* _Défi_:
Présentez les lignes du listing ci-dessous sous forme de tableau JSON de chaînes, une chaîne par ligne, sans les lignes vides. Commencez à la ligne contenant « of the round » et allez jusqu'à la fin du listing, bornes incluses.

* _Données fournies_:

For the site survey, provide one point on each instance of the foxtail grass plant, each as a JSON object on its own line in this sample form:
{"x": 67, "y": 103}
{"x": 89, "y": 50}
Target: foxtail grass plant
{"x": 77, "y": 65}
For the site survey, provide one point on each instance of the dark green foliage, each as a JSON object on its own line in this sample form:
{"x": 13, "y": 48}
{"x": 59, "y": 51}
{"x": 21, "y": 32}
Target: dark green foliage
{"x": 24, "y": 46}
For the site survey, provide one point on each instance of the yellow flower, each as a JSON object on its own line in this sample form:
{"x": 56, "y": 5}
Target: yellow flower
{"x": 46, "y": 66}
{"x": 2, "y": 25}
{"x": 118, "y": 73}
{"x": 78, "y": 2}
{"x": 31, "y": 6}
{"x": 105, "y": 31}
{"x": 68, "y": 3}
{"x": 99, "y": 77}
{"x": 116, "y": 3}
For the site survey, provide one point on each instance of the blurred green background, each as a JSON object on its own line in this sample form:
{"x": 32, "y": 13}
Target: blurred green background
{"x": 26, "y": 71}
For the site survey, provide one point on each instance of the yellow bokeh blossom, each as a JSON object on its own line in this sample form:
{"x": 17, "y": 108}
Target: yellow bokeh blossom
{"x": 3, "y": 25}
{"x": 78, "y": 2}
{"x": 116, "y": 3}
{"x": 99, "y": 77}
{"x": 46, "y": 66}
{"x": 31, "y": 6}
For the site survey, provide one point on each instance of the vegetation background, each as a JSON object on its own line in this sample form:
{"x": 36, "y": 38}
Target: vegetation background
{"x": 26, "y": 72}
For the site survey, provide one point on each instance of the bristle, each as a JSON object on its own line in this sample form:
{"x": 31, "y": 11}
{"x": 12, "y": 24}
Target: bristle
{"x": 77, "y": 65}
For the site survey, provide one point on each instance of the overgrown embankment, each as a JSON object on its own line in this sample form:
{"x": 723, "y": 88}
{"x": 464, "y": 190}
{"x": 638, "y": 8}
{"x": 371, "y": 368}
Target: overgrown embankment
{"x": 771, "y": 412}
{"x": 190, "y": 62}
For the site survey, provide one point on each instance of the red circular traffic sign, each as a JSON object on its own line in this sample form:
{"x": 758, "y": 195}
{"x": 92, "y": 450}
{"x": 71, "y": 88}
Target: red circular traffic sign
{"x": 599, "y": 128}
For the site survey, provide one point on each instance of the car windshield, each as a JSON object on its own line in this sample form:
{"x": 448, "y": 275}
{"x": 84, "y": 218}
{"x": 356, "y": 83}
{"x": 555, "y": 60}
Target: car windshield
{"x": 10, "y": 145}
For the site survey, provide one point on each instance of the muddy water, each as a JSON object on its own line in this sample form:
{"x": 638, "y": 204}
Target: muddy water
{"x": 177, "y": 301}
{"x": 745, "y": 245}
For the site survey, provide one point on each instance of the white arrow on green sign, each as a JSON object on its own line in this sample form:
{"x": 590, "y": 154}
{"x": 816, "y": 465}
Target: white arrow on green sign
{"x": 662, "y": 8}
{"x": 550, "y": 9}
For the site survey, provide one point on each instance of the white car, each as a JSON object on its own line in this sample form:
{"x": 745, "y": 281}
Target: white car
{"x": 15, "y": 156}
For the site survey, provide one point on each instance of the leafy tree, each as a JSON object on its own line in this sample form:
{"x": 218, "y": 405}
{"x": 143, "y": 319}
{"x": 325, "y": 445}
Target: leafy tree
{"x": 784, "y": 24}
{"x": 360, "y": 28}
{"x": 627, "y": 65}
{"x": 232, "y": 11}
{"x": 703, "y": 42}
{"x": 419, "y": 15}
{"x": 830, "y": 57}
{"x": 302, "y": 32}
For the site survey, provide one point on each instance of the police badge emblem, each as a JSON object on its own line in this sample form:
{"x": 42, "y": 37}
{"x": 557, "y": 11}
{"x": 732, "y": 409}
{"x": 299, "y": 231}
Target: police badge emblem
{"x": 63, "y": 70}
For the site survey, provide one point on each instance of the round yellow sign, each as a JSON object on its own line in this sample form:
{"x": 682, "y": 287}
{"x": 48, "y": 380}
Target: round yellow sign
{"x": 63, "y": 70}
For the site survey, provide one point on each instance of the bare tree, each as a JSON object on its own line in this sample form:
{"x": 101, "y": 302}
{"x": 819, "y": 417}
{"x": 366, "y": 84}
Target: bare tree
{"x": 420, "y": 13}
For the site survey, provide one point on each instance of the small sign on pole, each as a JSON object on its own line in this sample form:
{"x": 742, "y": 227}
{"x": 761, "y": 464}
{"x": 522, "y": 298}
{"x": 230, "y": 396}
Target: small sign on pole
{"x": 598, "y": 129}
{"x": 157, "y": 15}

* _Corrigé_:
[
  "For the site survey, provide one point on each instance of the round yellow sign, each as a JSON object on its own line in this sample form:",
  "{\"x\": 682, \"y\": 287}",
  "{\"x\": 48, \"y\": 380}",
  "Target: round yellow sign",
  "{\"x\": 63, \"y\": 70}",
  "For the site survey, provide one point on each instance of the bare tree, each as a JSON object on its own line in this sample form:",
  "{\"x\": 101, \"y\": 302}",
  "{\"x\": 819, \"y\": 417}",
  "{\"x\": 366, \"y\": 84}",
  "Target: bare tree",
  "{\"x\": 420, \"y\": 13}",
  "For the site survey, provide one point on each instance of the small sign on pole, each as a JSON object on its own line in this sample form:",
  "{\"x\": 742, \"y\": 227}",
  "{\"x\": 761, \"y\": 464}",
  "{\"x\": 522, \"y\": 298}",
  "{\"x\": 230, \"y\": 396}",
  "Target: small sign on pole",
  "{\"x\": 598, \"y\": 129}",
  "{\"x\": 157, \"y\": 15}"
]